Aim of the exercise
Rewrite the rows below, renaming every "Your task" to "Instruction" and keeping everything else unchanged.

Dataset records
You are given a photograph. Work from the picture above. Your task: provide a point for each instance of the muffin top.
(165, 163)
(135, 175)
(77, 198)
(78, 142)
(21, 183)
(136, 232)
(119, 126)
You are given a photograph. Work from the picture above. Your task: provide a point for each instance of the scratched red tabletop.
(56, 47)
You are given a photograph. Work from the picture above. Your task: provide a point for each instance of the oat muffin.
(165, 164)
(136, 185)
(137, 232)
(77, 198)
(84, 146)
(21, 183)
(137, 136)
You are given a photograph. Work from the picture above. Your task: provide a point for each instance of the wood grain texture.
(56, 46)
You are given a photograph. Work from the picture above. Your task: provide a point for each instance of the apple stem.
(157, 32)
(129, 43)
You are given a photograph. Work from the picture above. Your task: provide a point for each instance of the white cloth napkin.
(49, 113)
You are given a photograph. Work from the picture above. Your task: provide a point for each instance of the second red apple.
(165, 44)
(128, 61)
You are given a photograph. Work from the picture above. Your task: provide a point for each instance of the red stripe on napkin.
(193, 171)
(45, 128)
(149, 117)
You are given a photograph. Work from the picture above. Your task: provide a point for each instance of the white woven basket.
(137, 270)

Complete response
You are given a photograph. Work from the picture above. Instruction: provide a point for each instance of the muffin top.
(165, 163)
(135, 175)
(77, 198)
(78, 142)
(21, 183)
(136, 232)
(119, 126)
You are given a photograph. Work from the picture above. Instruction: provide a point for each instance of the scratched red tabletop.
(56, 47)
You are given a photograph. Work from the picture above. Instruction: provide a point for each instance of the oat muffin.
(165, 164)
(136, 185)
(137, 232)
(77, 198)
(84, 146)
(21, 183)
(137, 136)
You are given a photograph. Work from the picture above. Instruction: provide a point for each instance of the wood grain texture.
(56, 46)
You are given a photograph. Work from the picture above. Instruction: provide a point for each instance of the apple stem.
(157, 32)
(129, 43)
You are given a photograph. Work from the picture above. Instruction: provide a point for each instance of the white cloth napkin.
(49, 113)
You are given a photograph. Work from the picture above. Instruction: provide a point for each instance of the second red apple.
(165, 44)
(128, 61)
You are given a photograph. Work from the picture above. Instruction: provide a point for each instance of the red stripe on napkin.
(193, 171)
(45, 128)
(149, 117)
You are given a photograph. Work from the picture above. Instruction: provide a point for each instance of the white woven basket.
(137, 270)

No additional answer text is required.